— Records from a data source —
++++++
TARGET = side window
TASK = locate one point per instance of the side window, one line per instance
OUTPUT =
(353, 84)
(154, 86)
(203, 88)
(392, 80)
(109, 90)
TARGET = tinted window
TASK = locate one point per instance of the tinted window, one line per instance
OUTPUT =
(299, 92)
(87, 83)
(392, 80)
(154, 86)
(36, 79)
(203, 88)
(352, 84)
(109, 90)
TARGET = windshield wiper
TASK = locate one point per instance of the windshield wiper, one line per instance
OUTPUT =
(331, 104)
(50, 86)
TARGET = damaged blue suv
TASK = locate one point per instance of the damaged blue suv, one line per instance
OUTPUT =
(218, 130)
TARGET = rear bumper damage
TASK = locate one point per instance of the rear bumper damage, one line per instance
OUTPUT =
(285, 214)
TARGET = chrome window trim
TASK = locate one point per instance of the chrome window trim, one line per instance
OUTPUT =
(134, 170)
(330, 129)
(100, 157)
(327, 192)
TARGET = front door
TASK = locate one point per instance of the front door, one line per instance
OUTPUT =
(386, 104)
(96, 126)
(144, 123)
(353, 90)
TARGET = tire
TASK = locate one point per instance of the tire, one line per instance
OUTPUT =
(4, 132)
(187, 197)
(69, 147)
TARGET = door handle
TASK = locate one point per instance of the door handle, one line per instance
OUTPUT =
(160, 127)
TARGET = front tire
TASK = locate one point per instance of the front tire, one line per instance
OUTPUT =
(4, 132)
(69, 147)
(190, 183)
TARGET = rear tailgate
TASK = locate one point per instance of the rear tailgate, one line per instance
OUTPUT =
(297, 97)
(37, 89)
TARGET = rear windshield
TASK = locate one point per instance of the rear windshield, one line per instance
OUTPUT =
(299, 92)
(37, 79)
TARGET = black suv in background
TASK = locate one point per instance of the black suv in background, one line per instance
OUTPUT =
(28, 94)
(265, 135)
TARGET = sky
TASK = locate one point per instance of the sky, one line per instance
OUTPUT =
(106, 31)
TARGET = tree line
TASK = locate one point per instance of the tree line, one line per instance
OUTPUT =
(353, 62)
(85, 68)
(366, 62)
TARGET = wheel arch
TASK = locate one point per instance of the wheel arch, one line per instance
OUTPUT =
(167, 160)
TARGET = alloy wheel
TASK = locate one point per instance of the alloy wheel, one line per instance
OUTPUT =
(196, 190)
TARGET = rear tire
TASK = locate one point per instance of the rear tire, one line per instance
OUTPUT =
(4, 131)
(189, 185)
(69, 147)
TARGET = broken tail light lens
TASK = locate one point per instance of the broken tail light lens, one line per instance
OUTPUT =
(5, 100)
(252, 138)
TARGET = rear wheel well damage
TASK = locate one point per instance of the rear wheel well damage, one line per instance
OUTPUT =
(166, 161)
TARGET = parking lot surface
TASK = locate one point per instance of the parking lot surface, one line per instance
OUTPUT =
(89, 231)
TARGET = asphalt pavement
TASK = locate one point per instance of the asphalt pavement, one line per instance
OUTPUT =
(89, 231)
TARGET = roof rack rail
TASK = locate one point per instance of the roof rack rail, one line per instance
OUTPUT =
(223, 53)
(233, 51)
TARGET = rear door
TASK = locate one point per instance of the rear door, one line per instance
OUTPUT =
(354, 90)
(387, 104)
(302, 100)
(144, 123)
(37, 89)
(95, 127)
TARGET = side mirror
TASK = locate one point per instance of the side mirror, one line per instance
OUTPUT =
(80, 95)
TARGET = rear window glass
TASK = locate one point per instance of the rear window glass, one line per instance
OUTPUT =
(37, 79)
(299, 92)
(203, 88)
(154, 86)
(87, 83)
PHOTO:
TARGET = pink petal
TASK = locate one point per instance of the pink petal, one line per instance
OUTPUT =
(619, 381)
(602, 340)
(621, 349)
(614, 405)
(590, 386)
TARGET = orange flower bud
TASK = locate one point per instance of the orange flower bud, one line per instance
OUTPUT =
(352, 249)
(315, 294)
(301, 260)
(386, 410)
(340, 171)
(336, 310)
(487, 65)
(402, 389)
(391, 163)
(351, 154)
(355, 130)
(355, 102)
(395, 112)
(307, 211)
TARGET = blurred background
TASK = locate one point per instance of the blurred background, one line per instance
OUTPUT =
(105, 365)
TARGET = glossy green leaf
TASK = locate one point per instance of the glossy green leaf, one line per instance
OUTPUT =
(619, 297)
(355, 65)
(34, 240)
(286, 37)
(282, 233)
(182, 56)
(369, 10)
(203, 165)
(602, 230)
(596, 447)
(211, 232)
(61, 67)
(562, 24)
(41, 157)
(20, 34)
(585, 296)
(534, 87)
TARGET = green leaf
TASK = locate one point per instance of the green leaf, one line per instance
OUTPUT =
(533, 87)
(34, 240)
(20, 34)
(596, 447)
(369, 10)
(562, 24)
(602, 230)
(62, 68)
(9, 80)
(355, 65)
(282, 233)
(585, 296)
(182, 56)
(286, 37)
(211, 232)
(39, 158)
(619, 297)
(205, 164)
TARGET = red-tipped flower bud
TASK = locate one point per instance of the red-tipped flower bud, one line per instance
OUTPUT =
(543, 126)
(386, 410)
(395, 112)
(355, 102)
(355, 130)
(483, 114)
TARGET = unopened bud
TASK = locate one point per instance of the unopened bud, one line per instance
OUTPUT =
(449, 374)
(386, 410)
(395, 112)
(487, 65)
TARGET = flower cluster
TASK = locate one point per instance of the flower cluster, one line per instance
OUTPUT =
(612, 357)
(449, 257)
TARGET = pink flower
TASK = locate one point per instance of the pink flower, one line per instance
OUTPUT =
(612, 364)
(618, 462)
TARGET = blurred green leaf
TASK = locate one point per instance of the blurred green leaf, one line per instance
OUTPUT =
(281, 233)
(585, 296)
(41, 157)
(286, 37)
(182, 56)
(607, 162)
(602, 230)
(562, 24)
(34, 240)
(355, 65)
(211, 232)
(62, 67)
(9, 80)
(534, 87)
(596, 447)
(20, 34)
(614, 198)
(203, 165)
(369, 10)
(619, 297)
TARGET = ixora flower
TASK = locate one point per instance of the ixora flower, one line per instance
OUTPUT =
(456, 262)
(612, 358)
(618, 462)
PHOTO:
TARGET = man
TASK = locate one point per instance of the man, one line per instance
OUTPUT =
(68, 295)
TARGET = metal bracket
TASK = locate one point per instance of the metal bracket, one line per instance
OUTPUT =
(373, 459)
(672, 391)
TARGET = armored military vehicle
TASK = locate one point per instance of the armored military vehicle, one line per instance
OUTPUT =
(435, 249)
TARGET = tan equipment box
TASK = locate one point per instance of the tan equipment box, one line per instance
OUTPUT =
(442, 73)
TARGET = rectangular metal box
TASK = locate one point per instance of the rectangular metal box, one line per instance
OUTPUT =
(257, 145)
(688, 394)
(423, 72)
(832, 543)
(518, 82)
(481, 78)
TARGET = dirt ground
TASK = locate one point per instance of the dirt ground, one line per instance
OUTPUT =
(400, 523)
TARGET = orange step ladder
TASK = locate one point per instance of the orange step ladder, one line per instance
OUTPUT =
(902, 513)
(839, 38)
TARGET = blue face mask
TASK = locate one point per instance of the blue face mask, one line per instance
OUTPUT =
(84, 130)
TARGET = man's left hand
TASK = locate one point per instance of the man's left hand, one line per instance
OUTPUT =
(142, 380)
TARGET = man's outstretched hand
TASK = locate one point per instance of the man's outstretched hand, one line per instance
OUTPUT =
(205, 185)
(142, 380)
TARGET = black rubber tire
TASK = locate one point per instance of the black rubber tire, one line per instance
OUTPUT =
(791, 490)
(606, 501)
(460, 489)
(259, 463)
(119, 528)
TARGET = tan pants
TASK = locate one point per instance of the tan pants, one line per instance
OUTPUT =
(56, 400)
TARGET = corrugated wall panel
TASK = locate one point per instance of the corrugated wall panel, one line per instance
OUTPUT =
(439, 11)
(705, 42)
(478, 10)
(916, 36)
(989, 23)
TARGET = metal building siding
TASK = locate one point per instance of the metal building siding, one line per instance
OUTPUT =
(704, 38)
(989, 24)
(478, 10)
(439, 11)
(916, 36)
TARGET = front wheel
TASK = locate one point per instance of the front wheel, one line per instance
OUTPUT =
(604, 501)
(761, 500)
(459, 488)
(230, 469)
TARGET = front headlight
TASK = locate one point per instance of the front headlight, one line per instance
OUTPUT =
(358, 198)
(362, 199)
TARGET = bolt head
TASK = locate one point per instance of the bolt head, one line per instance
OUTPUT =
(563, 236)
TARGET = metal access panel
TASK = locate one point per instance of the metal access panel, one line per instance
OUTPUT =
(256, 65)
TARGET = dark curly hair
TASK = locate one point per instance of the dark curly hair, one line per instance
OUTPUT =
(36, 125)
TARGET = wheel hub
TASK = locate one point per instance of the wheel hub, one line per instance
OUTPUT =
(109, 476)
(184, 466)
++++++
— Task description —
Can you rewrite the records from the line with "TARGET = bolt head" up to and including the last line of the records, substituting "steel access panel" for "metal access panel" and keeping everything else unchanged?

— Expected output —
TARGET = bolt head
TASK = locate one point per instance of the bolt head, one line per instance
OUTPUT =
(563, 236)
TARGET = steel access panel
TASK = locate one point per instance of the steel access panel, one line per instance
OUTPUT =
(256, 65)
TARGET = dark curly hair
TASK = locate one point per instance of the dark curly hair, one line per instance
OUTPUT =
(36, 125)
TARGET = wheel hub
TASK = locate one point per instance of the wheel hub, one line per instance
OUTPUT =
(109, 476)
(184, 466)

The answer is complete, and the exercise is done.